Document text:
..........

HomeBlogWhat Can I Do If My Employer, Manager, Or Supervisor Keeps Gossiping About My Medical Condition?
On behalf of Rager Law Firm posted on November 16, 2018
Being in the center of gossip at work can be very frustrating and painful, especially if the gossip centers around your medical condition. But is there any way to put an end to the water cooler talk once and for all?
This is the question our Los Angeles employment law attorney here at Rager Law Firm was recently asked by one of our readers. Here’s the full question: “I have recently been diagnosed with a genetic heart disorder, which requires surgery. I decided to tell one of my closest friends at work about this, but it looks like she could not keep her mouth shut so it was only a matter of time before my supervisor found out about my medical condition. But my supervisor knowing about my medical condition would not be such a big deal if she was not gossiping about it at work. My privacy is being violated and I fear that, now that my supervisor knows about my condition and the fact that I require surgery to treat it, I could get fired. What can I do to get my supervisor to stop gossiping about my medical condition?”
Can you get fired over your medical condition in California?
Thank you for your question. It is very unfortunate that your supervisor keeps gossiping about your medical condition even though, as she may or may not know, employers, supervisors, and managers are legally bound to keep genetic information confidential.
“Luckily for you, there is a law that protects you from employer’s discrimination or retaliation based on your medical condition or genetic information,” says our experienced discrimination attorney in Los Angeles. So if you fear that your employer might fire you because of your medical condition, do know that doing so would constitute wrongful termination under California law.

..........

Point-per-instance localization data:
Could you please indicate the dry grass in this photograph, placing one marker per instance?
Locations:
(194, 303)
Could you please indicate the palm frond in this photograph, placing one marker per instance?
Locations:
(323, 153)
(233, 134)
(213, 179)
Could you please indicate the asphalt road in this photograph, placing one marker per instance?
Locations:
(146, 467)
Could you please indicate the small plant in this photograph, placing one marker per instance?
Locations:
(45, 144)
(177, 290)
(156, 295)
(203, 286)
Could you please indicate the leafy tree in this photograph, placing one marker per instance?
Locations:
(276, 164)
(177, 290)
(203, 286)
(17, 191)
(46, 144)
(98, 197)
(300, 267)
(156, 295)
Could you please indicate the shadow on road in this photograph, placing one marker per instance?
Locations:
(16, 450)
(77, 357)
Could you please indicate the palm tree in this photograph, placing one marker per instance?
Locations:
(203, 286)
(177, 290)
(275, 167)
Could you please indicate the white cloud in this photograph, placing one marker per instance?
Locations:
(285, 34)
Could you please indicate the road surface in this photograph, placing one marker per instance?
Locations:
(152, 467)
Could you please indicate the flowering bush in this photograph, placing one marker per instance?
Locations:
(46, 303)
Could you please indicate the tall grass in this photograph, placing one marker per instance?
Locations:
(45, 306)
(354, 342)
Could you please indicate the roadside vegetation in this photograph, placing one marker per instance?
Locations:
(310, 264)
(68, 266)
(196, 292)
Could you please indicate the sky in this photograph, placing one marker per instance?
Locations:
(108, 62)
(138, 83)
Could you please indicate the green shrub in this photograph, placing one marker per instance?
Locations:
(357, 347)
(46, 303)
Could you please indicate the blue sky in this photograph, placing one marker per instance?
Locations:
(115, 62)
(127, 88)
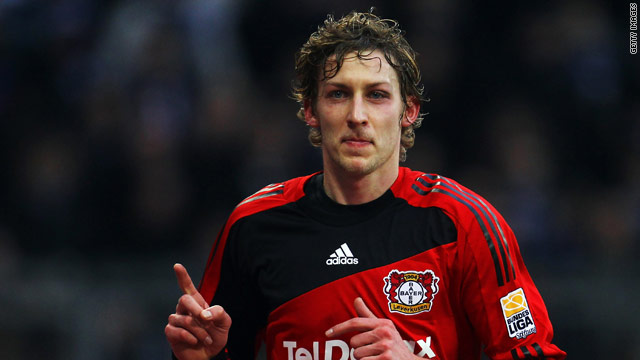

..........

Requirement 1: According to the blog post, which parties are legally bound to keep genetic information confidential? List them.
Requirement 2: Reproduce the blog post's passage starting at "Thank you for" and ending at "under California law.".

Answer box 1:
- Employers
- Supervisors
- Managers

Answer box 2:
Thank you for your question. It is very unfortunate that your supervisor keeps gossiping about your medical condition even though, as she may or may not know, employers, supervisors, and managers are legally bound to keep genetic information confidential.
“Luckily for you, there is a law that protects you from employer’s discrimination or retaliation based on your medical condition or genetic information,” says our experienced discrimination attorney in Los Angeles. So if you fear that your employer might fire you because of your medical condition, do know that doing so would constitute wrongful termination under California law.